--- EXTRACTED ENTRIES Enclosed Below ---

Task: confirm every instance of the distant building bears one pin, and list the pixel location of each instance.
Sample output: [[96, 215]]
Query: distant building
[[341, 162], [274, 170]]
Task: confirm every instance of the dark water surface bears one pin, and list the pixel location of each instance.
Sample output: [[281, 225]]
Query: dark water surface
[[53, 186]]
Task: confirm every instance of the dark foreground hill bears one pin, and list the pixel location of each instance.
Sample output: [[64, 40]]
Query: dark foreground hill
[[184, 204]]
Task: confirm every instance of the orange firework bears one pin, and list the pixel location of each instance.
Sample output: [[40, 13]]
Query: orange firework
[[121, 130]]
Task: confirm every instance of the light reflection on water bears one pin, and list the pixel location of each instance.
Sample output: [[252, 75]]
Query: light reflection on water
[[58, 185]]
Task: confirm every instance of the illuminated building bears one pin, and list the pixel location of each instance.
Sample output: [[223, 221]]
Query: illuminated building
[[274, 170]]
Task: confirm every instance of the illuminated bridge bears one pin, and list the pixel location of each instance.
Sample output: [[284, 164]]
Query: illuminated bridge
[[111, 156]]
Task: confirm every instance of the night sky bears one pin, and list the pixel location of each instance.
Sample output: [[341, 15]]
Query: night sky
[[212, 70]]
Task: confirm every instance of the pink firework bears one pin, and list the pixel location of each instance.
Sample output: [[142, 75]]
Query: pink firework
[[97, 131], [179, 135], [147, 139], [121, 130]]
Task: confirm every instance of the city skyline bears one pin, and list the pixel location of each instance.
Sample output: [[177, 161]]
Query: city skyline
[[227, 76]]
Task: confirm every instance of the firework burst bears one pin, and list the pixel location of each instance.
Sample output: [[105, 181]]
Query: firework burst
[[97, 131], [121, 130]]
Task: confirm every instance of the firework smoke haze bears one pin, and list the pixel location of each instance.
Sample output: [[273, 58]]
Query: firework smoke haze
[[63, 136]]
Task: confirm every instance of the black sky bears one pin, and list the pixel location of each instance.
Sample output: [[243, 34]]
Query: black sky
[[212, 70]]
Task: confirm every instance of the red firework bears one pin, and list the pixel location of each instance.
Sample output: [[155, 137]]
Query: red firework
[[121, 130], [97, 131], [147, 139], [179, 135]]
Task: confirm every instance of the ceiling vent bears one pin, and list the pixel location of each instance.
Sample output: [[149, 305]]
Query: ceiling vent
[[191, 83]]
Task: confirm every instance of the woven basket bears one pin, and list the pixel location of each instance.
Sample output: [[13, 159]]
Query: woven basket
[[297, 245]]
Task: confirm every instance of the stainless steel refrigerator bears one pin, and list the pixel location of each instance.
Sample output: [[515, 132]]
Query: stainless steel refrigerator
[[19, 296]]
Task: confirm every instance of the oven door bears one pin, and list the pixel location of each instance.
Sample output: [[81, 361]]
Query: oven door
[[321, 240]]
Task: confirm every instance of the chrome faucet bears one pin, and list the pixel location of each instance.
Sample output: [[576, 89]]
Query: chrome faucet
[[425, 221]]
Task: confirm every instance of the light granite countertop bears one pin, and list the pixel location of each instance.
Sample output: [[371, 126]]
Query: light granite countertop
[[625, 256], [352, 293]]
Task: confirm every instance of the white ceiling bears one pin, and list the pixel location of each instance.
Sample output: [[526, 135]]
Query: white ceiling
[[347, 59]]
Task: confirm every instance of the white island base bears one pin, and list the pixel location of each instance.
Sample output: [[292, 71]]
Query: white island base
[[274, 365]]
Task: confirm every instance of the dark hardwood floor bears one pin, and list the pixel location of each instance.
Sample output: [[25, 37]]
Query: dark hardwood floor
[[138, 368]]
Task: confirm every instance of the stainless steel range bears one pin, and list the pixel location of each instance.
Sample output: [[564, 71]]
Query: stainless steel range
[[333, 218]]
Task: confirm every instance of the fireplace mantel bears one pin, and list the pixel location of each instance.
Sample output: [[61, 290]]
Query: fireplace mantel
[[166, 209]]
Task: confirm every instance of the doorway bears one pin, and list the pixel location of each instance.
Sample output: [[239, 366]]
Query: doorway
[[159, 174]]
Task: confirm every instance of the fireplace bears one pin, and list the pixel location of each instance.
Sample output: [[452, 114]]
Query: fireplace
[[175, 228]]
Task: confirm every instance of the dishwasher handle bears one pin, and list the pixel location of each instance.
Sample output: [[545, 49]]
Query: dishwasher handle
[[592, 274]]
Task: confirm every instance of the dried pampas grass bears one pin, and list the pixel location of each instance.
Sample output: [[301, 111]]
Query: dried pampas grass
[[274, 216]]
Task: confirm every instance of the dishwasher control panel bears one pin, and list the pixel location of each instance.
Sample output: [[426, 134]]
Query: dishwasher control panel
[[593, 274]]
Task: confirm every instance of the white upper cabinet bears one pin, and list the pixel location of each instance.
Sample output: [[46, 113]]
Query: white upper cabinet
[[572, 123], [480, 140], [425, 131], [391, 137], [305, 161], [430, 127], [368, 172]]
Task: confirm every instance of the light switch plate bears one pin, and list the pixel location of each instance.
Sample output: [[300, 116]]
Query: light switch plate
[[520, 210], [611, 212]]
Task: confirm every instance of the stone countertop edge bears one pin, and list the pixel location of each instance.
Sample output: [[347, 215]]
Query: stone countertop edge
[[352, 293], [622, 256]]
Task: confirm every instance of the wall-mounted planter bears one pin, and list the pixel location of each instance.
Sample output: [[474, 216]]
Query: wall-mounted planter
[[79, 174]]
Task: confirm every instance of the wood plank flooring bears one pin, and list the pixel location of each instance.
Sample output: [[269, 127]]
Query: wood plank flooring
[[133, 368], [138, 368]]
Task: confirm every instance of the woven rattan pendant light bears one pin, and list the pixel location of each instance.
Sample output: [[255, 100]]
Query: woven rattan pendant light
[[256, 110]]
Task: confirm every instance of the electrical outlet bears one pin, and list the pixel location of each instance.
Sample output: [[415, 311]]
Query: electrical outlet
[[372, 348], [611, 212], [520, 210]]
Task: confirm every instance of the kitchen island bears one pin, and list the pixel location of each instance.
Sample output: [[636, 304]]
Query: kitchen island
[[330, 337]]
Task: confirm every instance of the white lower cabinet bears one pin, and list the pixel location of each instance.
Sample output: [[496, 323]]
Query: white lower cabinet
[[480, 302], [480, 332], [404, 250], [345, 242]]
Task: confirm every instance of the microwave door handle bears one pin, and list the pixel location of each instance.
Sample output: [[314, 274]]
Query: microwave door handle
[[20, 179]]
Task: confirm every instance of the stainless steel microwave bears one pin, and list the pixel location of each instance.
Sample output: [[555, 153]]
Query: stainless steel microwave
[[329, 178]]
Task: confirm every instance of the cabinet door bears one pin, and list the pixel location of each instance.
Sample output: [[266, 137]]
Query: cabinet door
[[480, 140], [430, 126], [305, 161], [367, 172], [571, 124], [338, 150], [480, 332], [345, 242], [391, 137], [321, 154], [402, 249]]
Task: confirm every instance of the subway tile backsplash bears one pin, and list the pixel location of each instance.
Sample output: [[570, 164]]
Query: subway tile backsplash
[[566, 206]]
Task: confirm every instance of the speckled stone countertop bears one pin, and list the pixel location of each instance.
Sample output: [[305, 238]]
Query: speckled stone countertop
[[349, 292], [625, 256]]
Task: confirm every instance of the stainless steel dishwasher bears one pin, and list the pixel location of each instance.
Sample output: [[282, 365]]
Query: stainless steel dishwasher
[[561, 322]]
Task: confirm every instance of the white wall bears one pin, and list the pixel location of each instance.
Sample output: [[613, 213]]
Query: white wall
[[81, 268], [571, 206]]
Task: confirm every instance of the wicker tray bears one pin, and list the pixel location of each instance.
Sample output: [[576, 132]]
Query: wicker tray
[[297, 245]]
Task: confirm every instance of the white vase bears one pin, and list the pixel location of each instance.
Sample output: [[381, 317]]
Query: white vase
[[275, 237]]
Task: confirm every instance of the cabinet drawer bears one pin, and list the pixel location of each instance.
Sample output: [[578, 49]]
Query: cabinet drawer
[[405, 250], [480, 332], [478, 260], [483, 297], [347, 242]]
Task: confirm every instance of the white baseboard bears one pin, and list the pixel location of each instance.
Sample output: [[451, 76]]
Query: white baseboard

--- End of Enclosed EXTRACTED ENTRIES ---

▶ [DIRECTIONS]: Copy out each line of the listing that holds the word "baseboard".

▶ [WRITTEN ANSWER]:
Task: confirm every instance of the white baseboard bears one pin, and list the pixel location of each instance.
Query: white baseboard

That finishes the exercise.